** Source information follows **

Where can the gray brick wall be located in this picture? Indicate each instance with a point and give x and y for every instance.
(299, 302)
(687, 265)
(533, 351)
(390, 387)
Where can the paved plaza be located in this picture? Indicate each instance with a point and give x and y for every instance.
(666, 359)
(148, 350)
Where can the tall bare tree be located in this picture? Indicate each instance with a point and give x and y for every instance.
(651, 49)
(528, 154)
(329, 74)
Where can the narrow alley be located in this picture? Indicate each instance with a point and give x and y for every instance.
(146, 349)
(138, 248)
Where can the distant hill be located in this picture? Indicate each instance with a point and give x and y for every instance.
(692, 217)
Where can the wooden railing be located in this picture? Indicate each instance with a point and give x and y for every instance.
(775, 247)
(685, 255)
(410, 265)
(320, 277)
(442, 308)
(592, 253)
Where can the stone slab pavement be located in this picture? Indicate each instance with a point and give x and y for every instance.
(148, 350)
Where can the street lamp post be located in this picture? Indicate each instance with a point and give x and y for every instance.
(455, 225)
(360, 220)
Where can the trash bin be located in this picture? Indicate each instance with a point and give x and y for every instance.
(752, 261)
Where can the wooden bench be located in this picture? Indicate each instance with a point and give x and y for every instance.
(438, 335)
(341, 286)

** End of Source information **

### What to produce
Once you have read the data above, print all of it again exactly.

### Solution for this exercise
Where can the gray brick wall be located in this picture? Indicate each instance with a point and give x and y for every instance.
(299, 302)
(687, 265)
(533, 351)
(390, 387)
Where can the paved plaza be located in this picture? Indicate each instance with a point and give x and y for every instance.
(666, 359)
(148, 350)
Where can the tall bare tree be located in this picture? Indicate each instance with a point and give x and y for every instance.
(651, 49)
(528, 154)
(329, 74)
Where can the narrow alley be located in this picture? Indicate each instance with a point and give x and y for every instance.
(146, 349)
(138, 248)
Where can the distant hill be located in this picture? Indicate each instance with a point and give x and y for every instance.
(692, 217)
Where can the wooden railing be located in this picture? Indicate each instance with a point and give x and y for every instance.
(775, 247)
(685, 255)
(410, 265)
(320, 277)
(442, 308)
(592, 253)
Where can the stone slab pavement be located in this picture? Indicate each instance with a point and give x and y for every instance.
(148, 350)
Where can the street lamp post be located in this picture? Indicate each instance with a point and give x and y for every instance.
(455, 225)
(360, 220)
Where can the trash bin be located in this picture? Indicate each instance with a point and give x and y for every instance.
(752, 261)
Where can the wooden bench be located in this picture? Indicate each instance with a point and give x and y for every instance.
(438, 335)
(341, 286)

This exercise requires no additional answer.